→ **What the exercise asks**:
Whenever a line in the material below contains "tree", copy that line.

(Exercise data)

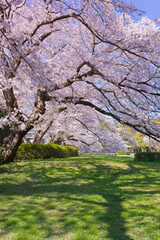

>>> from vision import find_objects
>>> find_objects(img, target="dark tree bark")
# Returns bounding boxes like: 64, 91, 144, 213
1, 88, 50, 164
2, 128, 32, 164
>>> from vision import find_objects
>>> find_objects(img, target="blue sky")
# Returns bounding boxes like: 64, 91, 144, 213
131, 0, 160, 20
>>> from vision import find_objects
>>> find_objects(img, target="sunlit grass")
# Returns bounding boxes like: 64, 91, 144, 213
0, 154, 160, 239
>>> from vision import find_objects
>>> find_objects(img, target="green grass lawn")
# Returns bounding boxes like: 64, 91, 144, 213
0, 154, 160, 240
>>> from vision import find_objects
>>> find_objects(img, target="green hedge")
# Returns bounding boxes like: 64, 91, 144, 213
16, 143, 78, 160
135, 152, 160, 162
117, 151, 130, 155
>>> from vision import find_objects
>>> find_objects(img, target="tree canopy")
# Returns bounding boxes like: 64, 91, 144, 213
0, 0, 160, 163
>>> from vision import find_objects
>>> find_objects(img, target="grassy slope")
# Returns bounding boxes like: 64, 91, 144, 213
0, 154, 160, 240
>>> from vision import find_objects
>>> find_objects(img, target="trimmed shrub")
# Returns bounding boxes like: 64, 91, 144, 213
16, 143, 54, 160
117, 151, 130, 155
47, 144, 78, 158
16, 143, 78, 160
135, 152, 160, 162
65, 145, 79, 157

(End Exercise data)

→ **Response to this task**:
>>> find_objects(img, target="dark tree bark")
>>> find_objects(img, target="tree canopy")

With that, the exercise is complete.